Excerpt:
Pushing for Energy Security and Trade in the Region

CAREC countries are rich in natural resources, but uneven distribution of such resources, compounded by inadequate infrastructure, means some countries continue to face shortages. Regional energy cooperation is an opportunity for

  • integration of energy markets to overcome the impact of uneven distribution of energy resources,
  • optimizing existing energy interrelationships, and
  • developing least-cost solutions to energy constraints.

Energy cooperation is stimulated by the availability of attractive energy markets in eastern and southern People's Republic of China, Pakistan, India, and Iran, along with new strategic transit opportunities for oil and gas through Turkey, Georgia, and the Russian Federation.

CAREC's Strategy for Regional Cooperation in the Energy Sector seeks to enable

  • energy security through the balanced development of the region's energy infrastructure and institutions, and stronger integration of the region’s energy markets to make available adequate volumes of commercial energy to all in a reliable, affordable, financially sustainable, and environmentally sound manner; and
  • economic growth through energy trade.

[Energy-related materials can be accessed at Senior Officials' Meetings and Energy Sector Coordinating Committee (ESCC) meetings.]

Key Projects

Nurek 500 kV Switchyard Reconstruction Project

The Nurek Hydroelectric Power Plant is powered by Tajikistan's largest water reservoir and produces more than 70% of the country's electricity. Read more

The program has mobilized more than $4.2 billion since 2001 for 36 projects, most of them aimed at expanding bilateral electricity trade and improving the regional power network. As of 2014, 23 of the projects were ongoing.

The potential of regional cooperation to change people's lives can be seen in cross-border energy trades. Over 300 megawatts of power from Uzbekistan, for example, are being supplied to Kabul, the capital of Afghanistan, providing many of the city's 5 million people with a continuous electricity supply for the first time in decades.

Similarly, over 140 megawatts of summer surplus electricity from Tajikistan is supplied to Afghanistan via the 220-kilovolt transmission line constructed through the Regional Power Transmission Interconnection Project completed in May 2011. This electricity benefits about 1.5 million people in the northern part of the country.

Transmission lines stretching 2,322 km have been completed as a direct output of CAREC-related projects. An estimated 755 km of high voltage overhead transmission lines will be installed or upgraded until 2015, with CAREC's results framework tracking this goal and reporting progress. Improvements in energy efficiency and regional connectivity are results expected from the Talimarjan power plant, 440 km southwest of Tashkent, the capital of Uzbekistan, where Uzbekenergo, the state-run power utility, is building Central Asia's first 820-megawatt combined cycle gas turbine power plant. It is expected to be completed by 2015 with CAREC support.

View all CAREC Energy projects

Key Elements of the Energy Work Plan

The Energy Work Plan (EWP) for 2013-2015 is built on the foundation of the Energy Action Plan (EAP) Framework, which has addressed a number of issues in the areas of regional energy demand-supply balance and infrastructure, regional dispatch and regulatory development, and energy-water linkages.

Data supplied:
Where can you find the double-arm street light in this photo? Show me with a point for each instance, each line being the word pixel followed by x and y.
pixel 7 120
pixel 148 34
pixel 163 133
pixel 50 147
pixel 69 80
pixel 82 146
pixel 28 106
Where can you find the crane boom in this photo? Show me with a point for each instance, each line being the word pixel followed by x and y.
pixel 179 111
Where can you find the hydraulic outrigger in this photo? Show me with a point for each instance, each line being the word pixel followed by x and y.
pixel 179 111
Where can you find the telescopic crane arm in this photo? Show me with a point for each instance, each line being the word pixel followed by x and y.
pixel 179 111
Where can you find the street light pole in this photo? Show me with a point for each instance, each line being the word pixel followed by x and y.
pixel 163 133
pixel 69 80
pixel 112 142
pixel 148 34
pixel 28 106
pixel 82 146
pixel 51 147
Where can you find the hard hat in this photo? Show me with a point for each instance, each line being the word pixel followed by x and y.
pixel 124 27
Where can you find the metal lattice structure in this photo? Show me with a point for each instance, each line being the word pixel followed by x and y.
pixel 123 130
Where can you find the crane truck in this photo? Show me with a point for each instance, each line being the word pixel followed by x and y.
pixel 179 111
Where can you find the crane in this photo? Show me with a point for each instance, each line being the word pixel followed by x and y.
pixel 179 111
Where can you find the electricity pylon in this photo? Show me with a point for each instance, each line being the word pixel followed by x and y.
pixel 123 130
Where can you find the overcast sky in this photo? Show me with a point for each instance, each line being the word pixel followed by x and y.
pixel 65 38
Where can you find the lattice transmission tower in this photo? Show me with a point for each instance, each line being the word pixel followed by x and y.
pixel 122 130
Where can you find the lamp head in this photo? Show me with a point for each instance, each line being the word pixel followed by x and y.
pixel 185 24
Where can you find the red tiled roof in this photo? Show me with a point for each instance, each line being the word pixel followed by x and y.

Set exercise 1:
List the countries whose energy markets the CAREC energy page describes as attractive.
Set exercise 2:
Write a continuation of the CAREC energy page, starting after its final sentence.
The lines above are material separate from the CAREC energy page.

Expected answer 1:
People's Republic of China (eastern and southern)
Pakistan
India
Iran

Expected answer 2:
The EWP focuses on six key elements:

  • Developing the Central Asia-South Asia Energy Corridor. Certain cross-border projects and programs are being implemented or are actively considered for energy transfer from Central Asia to South Asia, all transiting Afghanistan. These include the TAPI (Turkmenistan-Afghanistan-Pakistan-India) gas pipeline project and the CASA-1000 power transmission project. Other options, aimed at integrating the thermal and hydropower resources of Central Asian countries for power supply to Afghanistan, and onward to Pakistan, are also being examined.
  • Resolving regional energy dispatch and trade issues. The economic study of electricity trade, undertaken under the Energy Action Plan, identifies numerous actions that could be undertaken at little cost to help re-establish some trade patterns. Further studies will be undertaken on potential legal, regulatory, and governance mechanisms for future power trade; unplanned power flows and international best practices; and metering automation and unification of international energy trade.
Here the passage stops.